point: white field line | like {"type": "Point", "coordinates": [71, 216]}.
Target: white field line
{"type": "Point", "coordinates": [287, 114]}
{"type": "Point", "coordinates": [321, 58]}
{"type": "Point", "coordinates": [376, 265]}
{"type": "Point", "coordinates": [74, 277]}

======

▸ **TASK INSTRUCTIONS**: Rewrite all of the data above, requests included, and raise each coordinate in the answers by 60. Leave the requests and the sample coordinates inside them unchanged.

▸ **SOLUTION TO THIS EXERCISE**:
point: white field line | like {"type": "Point", "coordinates": [71, 216]}.
Target: white field line
{"type": "Point", "coordinates": [347, 174]}
{"type": "Point", "coordinates": [381, 118]}
{"type": "Point", "coordinates": [436, 325]}
{"type": "Point", "coordinates": [134, 337]}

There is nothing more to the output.